**Work instructions:** The records that follow should be retyped word for word.

■ ■ ■

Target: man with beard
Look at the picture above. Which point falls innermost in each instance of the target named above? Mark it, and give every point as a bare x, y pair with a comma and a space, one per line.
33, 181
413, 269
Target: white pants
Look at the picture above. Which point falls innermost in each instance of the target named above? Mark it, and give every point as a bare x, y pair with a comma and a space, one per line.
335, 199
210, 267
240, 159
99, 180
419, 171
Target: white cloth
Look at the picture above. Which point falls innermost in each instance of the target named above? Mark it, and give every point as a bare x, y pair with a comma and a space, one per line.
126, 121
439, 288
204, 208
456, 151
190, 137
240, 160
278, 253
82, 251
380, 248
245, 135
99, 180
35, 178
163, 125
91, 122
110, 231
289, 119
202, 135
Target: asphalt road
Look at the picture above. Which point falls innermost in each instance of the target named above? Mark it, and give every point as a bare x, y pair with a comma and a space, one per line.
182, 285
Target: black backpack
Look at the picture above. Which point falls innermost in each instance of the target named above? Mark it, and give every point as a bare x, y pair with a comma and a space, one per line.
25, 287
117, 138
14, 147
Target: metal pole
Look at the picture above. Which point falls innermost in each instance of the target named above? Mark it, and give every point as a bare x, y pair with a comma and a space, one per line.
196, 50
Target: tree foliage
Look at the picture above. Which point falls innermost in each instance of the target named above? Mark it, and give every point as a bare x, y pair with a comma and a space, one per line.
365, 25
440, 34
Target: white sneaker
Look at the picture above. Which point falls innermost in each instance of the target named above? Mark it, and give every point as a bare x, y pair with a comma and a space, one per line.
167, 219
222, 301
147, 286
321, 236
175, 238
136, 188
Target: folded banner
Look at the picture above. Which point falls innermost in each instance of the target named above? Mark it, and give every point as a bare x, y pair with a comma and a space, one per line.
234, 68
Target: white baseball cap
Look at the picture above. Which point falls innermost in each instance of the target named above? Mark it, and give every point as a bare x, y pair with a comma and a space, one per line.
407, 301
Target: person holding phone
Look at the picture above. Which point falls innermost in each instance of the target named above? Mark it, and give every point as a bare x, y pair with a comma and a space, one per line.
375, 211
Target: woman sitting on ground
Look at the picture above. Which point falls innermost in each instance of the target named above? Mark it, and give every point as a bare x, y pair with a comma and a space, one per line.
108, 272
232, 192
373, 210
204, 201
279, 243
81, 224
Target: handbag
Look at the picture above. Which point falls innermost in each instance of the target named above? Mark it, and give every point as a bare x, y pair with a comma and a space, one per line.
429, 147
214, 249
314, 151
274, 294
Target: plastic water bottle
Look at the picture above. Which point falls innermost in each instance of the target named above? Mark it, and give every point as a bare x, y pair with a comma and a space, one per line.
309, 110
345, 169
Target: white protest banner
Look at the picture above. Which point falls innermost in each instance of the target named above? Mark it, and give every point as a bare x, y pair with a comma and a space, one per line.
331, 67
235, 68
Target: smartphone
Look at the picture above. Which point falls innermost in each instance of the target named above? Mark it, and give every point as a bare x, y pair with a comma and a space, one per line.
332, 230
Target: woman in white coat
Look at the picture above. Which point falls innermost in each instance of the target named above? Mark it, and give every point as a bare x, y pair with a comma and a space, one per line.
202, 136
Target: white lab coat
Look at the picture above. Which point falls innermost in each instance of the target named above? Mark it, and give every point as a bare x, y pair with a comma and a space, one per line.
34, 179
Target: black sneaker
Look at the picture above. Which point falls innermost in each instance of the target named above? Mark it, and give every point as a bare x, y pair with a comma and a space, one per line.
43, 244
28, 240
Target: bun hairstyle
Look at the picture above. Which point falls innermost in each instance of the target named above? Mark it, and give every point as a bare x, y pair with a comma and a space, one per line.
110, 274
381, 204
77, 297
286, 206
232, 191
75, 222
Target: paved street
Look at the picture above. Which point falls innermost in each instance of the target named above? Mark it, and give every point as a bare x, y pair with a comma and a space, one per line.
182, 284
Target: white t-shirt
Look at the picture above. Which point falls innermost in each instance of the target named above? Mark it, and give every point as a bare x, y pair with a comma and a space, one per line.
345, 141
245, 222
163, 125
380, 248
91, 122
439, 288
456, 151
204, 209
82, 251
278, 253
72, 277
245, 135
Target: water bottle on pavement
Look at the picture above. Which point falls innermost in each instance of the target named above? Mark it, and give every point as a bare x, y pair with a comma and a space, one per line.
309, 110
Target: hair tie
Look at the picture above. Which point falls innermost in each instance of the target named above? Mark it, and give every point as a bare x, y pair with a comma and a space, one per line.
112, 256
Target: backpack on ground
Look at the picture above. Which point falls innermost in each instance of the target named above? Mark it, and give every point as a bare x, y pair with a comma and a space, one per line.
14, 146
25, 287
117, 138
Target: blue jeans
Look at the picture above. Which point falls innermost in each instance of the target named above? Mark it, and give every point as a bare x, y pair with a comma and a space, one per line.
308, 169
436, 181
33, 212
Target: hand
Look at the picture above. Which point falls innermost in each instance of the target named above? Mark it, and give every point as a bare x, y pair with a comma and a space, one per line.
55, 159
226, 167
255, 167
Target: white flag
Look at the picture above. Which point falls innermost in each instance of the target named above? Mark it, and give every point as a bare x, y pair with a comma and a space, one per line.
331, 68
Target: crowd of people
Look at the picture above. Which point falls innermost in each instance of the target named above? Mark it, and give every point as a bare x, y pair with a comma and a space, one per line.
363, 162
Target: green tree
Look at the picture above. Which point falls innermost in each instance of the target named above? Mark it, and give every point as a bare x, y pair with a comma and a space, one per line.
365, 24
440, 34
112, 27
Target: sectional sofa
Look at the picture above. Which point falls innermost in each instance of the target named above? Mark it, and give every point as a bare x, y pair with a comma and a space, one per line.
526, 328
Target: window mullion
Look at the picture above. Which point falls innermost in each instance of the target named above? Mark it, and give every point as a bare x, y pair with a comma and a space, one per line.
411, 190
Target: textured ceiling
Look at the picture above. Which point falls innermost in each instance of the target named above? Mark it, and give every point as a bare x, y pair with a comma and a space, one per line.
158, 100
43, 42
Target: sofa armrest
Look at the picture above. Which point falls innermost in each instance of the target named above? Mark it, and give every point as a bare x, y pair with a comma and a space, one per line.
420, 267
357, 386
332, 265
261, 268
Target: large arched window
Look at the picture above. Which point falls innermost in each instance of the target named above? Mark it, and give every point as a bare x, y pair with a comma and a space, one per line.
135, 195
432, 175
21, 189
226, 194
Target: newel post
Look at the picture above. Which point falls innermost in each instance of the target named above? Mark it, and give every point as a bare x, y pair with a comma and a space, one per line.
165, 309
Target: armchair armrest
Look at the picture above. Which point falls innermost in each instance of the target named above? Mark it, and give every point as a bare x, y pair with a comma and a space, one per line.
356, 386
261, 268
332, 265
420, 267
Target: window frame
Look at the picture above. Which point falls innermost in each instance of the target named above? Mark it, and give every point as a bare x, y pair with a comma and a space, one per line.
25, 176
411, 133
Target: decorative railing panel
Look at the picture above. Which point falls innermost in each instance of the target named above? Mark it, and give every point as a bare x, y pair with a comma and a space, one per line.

■ ■ ■

**Solution to this task:**
Target: man with beard
Look at the picture above. Which point falls innermost in each instance of the target named above? Mark it, and give every point as a bare x, y pair with a comma and a space, one per line.
33, 181
413, 269
Target: white pants
Look at the picture above. Which point falls innermost in each instance of the target named above? Mark it, and give every point as a bare x, y pair with a comma and a space, one per line.
335, 199
210, 267
240, 159
99, 180
419, 171
Target: white cloth
Look at the picture above. Which point falls innermost in each instance of the target named above? Mark it, and give every point as a bare x, y pair with a comma and a space, one per line.
126, 121
439, 288
204, 208
456, 151
190, 137
240, 160
278, 253
82, 251
380, 248
245, 135
99, 180
35, 178
163, 125
91, 122
110, 231
289, 119
202, 135
Target: asphalt road
Look at the picture above. Which point falls innermost in each instance of the target named above? Mark it, and give every point as a bare x, y pair with a comma and a space, one per line.
182, 285
Target: black backpack
Look at the picture above. Which point falls innermost in each instance of the target named above? Mark it, and give every point as a bare x, y pair with a comma and a space, one per line.
25, 287
117, 138
14, 147
Target: metal pole
Look at the picture above. Which point falls innermost in each instance of the target named above? Mark it, and give every point as a bare x, y pair with a comma and a space, one per line.
196, 50
Target: tree foliage
Look at the picture above. Which point falls innermost in each instance of the target named above? Mark it, and give every point as a bare x, y pair with a comma and a space, one per line.
365, 25
440, 34
Target: white sneaker
Look at the picture above. Which point falls innermost in each instance of the target named above? Mark it, and give every point as a bare x, y pair with a comma and a space, one per line.
167, 219
222, 301
147, 286
321, 236
175, 238
136, 188
Target: folded banner
Look at the picture above. Which point falls innermost in each instance of the target named above? Mark it, and give every point as a bare x, y pair with a comma and a space, one per line.
234, 68
Target: white baseball cap
Look at the picture above. Which point falls innermost in each instance of the target named above? Mark it, and give every point as a bare x, y pair with a comma and a space, one per line.
407, 301
Target: person holding phone
Look at the picture above. Which point falls innermost in each instance of the target named above? Mark it, and give every point as a bare x, y pair with a comma and a space, one per line.
375, 211
Target: woman sitting on ground
Look at the picture above. Which point falls innermost in each instance of the target named above? Mark it, and give every point as a bare x, y pair with a comma and a space, one per line.
108, 272
232, 192
373, 210
204, 201
279, 243
81, 224
Target: handbag
Look at the picture above. Which point falls innermost in each instance of the target named above? Mark it, and give every point as a bare x, y pair with a comma and a space, one per line.
429, 147
214, 249
314, 151
274, 294
Target: plastic water bottle
Look at the picture above. Which point falls innermost in each instance of the target named above? Mark it, and give every point as a bare x, y pair with a comma and a space, one per line.
309, 110
345, 169
Target: white protest banner
Look at the picture above. Which point falls innermost in each instance of the target named above? Mark it, and give every point as a bare x, y pair with a comma and a space, one per line.
331, 67
235, 68
Target: smartphone
Look at the picture above. Which point falls innermost in each instance of the target named above? Mark it, and give every point as a bare x, y pair with a comma and a space, one per line.
332, 230
Target: woman in white coat
Look at the picture above. Which point falls innermost in each instance of the target named above? Mark it, and give every point as a bare x, y pair with a comma and a space, one per line.
202, 136
Target: white lab coat
Look at the picture above. Which point falls innermost in each instance of the target named above? Mark it, and give every point as a bare x, y pair with a comma and a space, one per line.
34, 179
Target: black sneaker
Look at the picture above. Which point falls innermost in each instance of the target named above? Mark it, and give every point as a bare x, y pair with a comma and a space, one per line.
43, 244
28, 240
Target: bun hairstyle
Look at the picture above. Which point falls innermost in each instance of the target named above? Mark it, and give every point as a bare x, y pair with a comma and a space, one per line.
110, 274
381, 204
77, 297
286, 206
232, 191
75, 222
Target: paved street
Look at the picture above. Which point falls innermost in each instance of the target named above? Mark it, and give every point as a bare x, y pair with a comma and a space, one per line.
182, 284
Target: white t-shirt
Look at the picture above. Which point falls innermost in each instance of the target named above? Mark it, and give every point as a bare x, y pair with a comma and a space, one per line.
345, 141
245, 222
163, 125
380, 248
91, 122
439, 288
456, 151
204, 209
82, 251
278, 253
72, 277
245, 135
Target: water bottle on pavement
Look at the picture above. Which point falls innermost in each instance of the target named above? Mark it, and give every point as a bare x, y pair with a comma and a space, one per line.
309, 110
Target: hair tie
Look at the picture above. Which point falls innermost in each instance of the target named above? Mark it, and give every point as a bare x, y pair with a comma and a space, one per line.
112, 256
Target: backpack on ground
Look at the picture above. Which point falls innermost in each instance of the target named above? Mark it, and give every point as a bare x, y pair with a comma and a space, one per line.
14, 146
25, 287
117, 138
Target: blue jeans
Look at the picture above. Which point falls innermost in each instance of the target named above? Mark it, and give every point as a bare x, y pair with a comma and a space, one per line.
308, 169
436, 181
33, 212
Target: hand
Look at the picture above. Which point falls innermost in each instance of the target named above? Mark it, and give every point as a bare x, y pair with a comma and a space, one per line.
55, 159
226, 167
255, 167
Target: white flag
Look at the picture above. Which point falls innermost in each instance of the target named above? Mark it, and give every point as a bare x, y pair with a comma and a space, one per line.
331, 68
Target: crowd of people
Look at the picture above. Which point falls innermost in each instance of the target named above? Mark it, and give every point as a bare x, y pair with a comma and a space, one per line.
363, 162
Target: green tree
Look at the picture above. Which point falls innermost in each instance of the target named above? Mark it, and give every point as a bare x, y pair with a comma and a space, one per line.
365, 24
440, 34
112, 27
Target: sectional sofa
Look at the picture above. Which point falls innermost in each instance of the target named above? Mark it, and give every point as a bare x, y pair with a comma and a space, one per line.
526, 328
Target: window mullion
Look at the picture above. Which point falls innermost in each instance of the target named above? Mark it, and give every point as a bare x, y pair with a comma and a space, one per line.
411, 190
Target: textured ceiling
Look at the picture above. Which point falls innermost in each instance of the target named above? Mark it, and give every point as a bare x, y pair with a comma and a space, one per line.
158, 100
43, 42
Target: sofa armrest
Look at the picture above. Which point falls innermost in each instance of the target named above? Mark it, and give every point as a bare x, y pair with a comma and a space, one per line.
420, 267
357, 386
332, 265
261, 268
Target: large arched window
Look at the picture above. Which point falls innermost in each instance of the target named above? Mark it, and give every point as a bare x, y pair with a comma and a space, one per line.
135, 195
432, 175
21, 189
226, 194
Target: newel post
Look at the picture above. Which point falls innermost in each instance of the target named above? Mark it, and give every point as a bare x, y pair with a comma and a space, one per line.
165, 309
Target: armchair armrest
Look at the picture above. Which point falls innermost in each instance of the target named above? Mark it, and give every point as a bare x, y pair with a comma and a space, one per line.
356, 386
261, 268
332, 265
420, 267
Target: window frame
Look at the picture above. Which point falls innermost in each instance of the target named above? Mark it, and give every point as a bare x, y pair with a comma and a space, one per line.
25, 176
411, 133
Target: decorative railing panel
Look at the picture above. Which point falls innermost in each instance of the target named above? Mark it, and give every point as a bare x, y pair with a comma and a space, one per line.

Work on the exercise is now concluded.